**WHAT IS NEEDED**.
Please copy out every line of the listing below in which the word "window" appears.

**EXTRACTED INFORMATION**.
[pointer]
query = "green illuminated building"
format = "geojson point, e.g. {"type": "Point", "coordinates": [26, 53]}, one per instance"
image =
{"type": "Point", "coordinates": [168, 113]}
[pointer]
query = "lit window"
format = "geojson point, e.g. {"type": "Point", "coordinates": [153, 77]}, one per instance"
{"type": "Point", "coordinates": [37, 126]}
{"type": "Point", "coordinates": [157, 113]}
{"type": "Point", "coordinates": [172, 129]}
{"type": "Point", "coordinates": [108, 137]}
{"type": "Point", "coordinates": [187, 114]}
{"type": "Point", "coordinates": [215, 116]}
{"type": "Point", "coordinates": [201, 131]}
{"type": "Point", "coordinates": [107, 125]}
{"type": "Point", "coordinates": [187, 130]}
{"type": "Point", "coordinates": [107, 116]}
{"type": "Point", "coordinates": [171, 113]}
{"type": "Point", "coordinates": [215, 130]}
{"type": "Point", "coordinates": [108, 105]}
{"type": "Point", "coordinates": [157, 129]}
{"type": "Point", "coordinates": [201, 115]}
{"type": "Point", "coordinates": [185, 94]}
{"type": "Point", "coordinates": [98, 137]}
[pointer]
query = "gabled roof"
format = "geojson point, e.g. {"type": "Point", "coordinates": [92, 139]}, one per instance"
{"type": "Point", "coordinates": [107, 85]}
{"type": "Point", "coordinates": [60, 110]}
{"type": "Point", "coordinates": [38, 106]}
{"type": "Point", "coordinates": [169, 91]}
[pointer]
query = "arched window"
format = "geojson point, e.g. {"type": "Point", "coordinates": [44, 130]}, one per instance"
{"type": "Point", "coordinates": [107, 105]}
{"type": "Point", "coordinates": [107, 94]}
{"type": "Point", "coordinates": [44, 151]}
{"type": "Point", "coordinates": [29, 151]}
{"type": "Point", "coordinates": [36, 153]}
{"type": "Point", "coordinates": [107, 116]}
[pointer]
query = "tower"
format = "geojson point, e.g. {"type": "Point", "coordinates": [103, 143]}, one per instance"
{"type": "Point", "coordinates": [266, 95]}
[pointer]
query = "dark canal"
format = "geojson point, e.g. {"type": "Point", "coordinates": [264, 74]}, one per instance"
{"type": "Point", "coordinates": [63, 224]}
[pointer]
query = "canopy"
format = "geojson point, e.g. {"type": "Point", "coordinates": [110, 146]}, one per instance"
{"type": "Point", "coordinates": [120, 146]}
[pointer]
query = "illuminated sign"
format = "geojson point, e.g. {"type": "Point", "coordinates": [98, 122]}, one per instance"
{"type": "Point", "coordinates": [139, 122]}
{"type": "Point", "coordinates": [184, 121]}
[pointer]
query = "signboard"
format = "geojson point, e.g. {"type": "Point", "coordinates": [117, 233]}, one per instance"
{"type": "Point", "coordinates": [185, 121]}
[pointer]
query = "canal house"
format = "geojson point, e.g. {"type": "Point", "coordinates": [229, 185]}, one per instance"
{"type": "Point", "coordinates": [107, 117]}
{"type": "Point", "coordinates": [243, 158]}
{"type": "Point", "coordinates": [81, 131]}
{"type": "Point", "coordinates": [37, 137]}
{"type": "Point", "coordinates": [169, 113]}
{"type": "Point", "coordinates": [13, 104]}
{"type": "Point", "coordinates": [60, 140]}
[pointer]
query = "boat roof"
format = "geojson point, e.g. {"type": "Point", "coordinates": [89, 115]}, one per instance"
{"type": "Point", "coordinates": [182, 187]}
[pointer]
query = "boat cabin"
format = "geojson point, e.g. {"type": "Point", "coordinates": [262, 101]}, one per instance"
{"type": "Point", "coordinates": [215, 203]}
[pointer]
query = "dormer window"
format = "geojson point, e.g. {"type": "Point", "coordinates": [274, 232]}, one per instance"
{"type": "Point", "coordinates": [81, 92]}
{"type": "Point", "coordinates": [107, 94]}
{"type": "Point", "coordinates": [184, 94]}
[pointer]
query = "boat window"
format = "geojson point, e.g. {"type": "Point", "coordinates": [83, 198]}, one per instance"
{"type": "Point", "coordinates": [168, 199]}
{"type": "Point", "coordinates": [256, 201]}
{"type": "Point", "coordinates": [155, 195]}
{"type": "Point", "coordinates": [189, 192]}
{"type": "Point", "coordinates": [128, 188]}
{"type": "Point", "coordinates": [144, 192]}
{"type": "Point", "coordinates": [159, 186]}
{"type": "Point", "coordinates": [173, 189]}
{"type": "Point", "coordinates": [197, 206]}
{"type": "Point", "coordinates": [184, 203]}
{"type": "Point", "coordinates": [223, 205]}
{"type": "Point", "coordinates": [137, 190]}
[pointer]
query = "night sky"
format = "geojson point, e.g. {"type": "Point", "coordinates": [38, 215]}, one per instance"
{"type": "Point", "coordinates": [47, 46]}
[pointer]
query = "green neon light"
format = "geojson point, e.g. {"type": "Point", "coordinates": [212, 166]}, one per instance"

**WRITTEN ANSWER**.
query = "lit window"
query = "arched window"
query = "dormer window"
query = "boat window"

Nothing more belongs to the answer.